WHAT YOU SHOULD DO
In full and without alteration, copy the listing.

SUPPLIED MATERIAL

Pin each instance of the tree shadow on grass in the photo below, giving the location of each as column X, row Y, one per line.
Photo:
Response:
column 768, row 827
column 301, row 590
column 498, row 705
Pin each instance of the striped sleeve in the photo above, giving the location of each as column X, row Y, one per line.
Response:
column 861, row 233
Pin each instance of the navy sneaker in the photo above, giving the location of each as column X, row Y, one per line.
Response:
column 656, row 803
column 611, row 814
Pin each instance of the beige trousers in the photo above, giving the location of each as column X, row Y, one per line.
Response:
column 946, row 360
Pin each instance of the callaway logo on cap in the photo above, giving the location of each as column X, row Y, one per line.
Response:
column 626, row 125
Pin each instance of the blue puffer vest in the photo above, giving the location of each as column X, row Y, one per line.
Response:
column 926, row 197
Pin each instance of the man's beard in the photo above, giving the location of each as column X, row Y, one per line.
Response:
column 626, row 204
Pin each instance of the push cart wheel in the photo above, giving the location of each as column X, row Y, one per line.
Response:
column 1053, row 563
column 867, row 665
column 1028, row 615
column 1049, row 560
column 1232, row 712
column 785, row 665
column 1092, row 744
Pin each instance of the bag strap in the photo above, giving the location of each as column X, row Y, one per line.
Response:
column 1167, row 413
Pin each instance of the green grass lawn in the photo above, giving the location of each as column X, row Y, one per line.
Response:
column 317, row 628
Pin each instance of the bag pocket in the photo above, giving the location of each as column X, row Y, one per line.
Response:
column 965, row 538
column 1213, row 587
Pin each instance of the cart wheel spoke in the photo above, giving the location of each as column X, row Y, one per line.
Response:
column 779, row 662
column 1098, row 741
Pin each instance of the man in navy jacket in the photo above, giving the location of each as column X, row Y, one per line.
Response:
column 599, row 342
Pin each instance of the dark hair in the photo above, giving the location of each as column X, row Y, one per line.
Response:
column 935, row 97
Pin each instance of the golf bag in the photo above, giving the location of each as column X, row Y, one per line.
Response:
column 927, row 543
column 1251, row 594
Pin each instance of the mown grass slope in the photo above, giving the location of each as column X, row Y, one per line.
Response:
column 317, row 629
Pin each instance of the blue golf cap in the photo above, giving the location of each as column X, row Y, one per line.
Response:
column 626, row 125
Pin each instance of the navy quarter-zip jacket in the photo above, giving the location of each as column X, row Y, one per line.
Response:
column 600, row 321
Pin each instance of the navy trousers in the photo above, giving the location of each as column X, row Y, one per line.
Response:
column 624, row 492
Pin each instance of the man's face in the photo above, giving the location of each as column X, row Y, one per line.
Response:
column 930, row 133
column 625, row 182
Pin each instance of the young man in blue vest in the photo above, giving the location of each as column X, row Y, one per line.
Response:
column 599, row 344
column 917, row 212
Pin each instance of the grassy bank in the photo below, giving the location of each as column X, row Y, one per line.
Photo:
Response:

RESULT FOR THIS TASK
Pin each instance of the tree shadow on grass in the photo below, giving the location of each as column X, row Y, one per line.
Photo:
Response:
column 768, row 827
column 301, row 590
column 498, row 705
Pin each instance of the striped sleeve in the photo above, giving the location of each as column X, row Y, one per line.
Response:
column 861, row 233
Pin each instance of the navy sneaker in the photo above, giving the location of each as column X, row Y, one per line.
Response:
column 656, row 803
column 611, row 814
Pin each instance of the beige trousers in the photo above, giving the location of each as column X, row Y, one per line.
Response:
column 946, row 360
Pin each instance of the callaway logo on cap in the photo above, giving the location of each as column X, row Y, one per line.
Response:
column 626, row 125
Pin each instance of the blue puffer vest in the photo above, giving the location of each as column X, row Y, one per line.
Response:
column 926, row 197
Pin each instance of the man's beard in the photo above, giving the location of each as column X, row Y, one per line.
Response:
column 626, row 204
Pin each instance of the push cart wheel in the photo above, giving the location of each as column X, row Y, one per line.
Response:
column 1053, row 563
column 867, row 665
column 1028, row 615
column 1049, row 560
column 1232, row 712
column 785, row 665
column 1092, row 744
Pin each instance of the bag strap in the photo above, giving the location of each as column X, row Y, one per line.
Response:
column 1167, row 413
Pin each instance of the green grass lawn in the photo above, giving the location of each as column X, row Y, one per line.
Response:
column 317, row 628
Pin each instance of the bag pocket in the photo above, giving the location of each as column X, row Y, one per line.
Response:
column 965, row 538
column 1213, row 587
Pin each instance of the cart wheel spoke in the photo above, giving the location of each as column X, row Y, one per line.
Response:
column 779, row 662
column 1098, row 741
Pin each instance of the man in navy jacket in the photo above, giving the location of each as column X, row Y, one per line.
Response:
column 599, row 342
Pin each instance of the dark hair in the photo above, giving the location of each as column X, row Y, one per line.
Response:
column 935, row 97
Pin each instance of the golf bag in the photo above, giving the location of each as column X, row Y, one per line.
Response:
column 927, row 543
column 1251, row 594
Pin each instance of the mown grass slope in the photo above, giving the location of each as column X, row Y, one per line.
Response:
column 317, row 629
Pin each instance of the blue golf cap in the photo above, giving the location of each as column X, row Y, one per line.
Response:
column 626, row 125
Pin each instance of the navy quarter-zip jacket in the photo above, giving the location of each as column X, row Y, one per line.
Response:
column 600, row 321
Pin each instance of the navy trousers in the photo above, giving the location of each as column X, row Y, one per line.
Response:
column 624, row 492
Pin each instance of the man's face in the photo above, giving the location of each as column X, row Y, one per line.
Response:
column 930, row 133
column 625, row 182
Pin each instance of the young man in blue vest in the photo above, giving the location of each as column X, row Y, one per line.
Response:
column 599, row 344
column 917, row 212
Pin each instance of the grassy bank in the photo below, giving the location of each as column X, row Y, one per line.
Photo:
Response:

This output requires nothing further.